> [PROVIDED RECORDS]:
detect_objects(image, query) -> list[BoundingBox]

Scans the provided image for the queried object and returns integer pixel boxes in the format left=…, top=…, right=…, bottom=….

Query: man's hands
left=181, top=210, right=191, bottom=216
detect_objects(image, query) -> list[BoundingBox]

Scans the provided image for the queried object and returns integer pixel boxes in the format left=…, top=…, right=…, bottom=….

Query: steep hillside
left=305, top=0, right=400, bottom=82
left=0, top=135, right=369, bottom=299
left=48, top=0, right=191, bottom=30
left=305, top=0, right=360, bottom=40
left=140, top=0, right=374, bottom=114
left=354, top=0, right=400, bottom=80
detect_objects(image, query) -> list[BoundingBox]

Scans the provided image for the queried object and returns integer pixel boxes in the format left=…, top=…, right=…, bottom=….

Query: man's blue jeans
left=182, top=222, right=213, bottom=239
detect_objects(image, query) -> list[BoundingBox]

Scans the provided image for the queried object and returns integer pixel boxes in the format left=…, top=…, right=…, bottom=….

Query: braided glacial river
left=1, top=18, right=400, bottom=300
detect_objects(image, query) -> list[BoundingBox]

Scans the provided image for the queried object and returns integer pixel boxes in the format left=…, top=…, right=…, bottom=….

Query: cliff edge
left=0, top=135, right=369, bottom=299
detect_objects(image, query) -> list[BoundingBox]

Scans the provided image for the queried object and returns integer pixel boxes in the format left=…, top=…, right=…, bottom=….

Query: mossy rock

> [WHAT YOU WILL DO]: Output the data once more, exactly as given.

> [FINISHED EXERCISE]:
detect_objects(image, query) -> list[BoundingBox]

Scans the provided image for the queried object and returns integer pixel boxes in the format left=…, top=…, right=…, bottom=….

Query: man's hands
left=181, top=210, right=191, bottom=216
detect_objects(image, query) -> list[BoundingBox]

Scans the provided image for the queried object and returns integer pixel boxes in the format left=…, top=…, right=…, bottom=….

Query: steep hillside
left=305, top=0, right=400, bottom=82
left=0, top=135, right=369, bottom=299
left=48, top=0, right=191, bottom=30
left=305, top=0, right=360, bottom=40
left=140, top=0, right=374, bottom=114
left=354, top=0, right=400, bottom=80
detect_objects(image, query) -> list[BoundingBox]

Scans the provided image for the queried object and returns integer pixel boxes in the format left=…, top=…, right=…, bottom=….

Query: man's blue jeans
left=182, top=222, right=213, bottom=239
detect_objects(image, query) -> list[BoundingBox]

Scans the provided image for the queried object and returns integer pixel boxes in the format left=…, top=…, right=…, bottom=….

Query: braided glacial river
left=1, top=18, right=400, bottom=300
detect_objects(image, query) -> list[BoundingBox]

Scans the provided image for the queried object and returns integer pixel boxes in the format left=…, top=…, right=…, bottom=….

Query: cliff edge
left=0, top=135, right=369, bottom=299
detect_objects(image, query) -> list[BoundingBox]

Scans the provided image for the queried object and returns integer pixel boxes in the format left=…, top=…, right=…, bottom=….

Query: mossy rock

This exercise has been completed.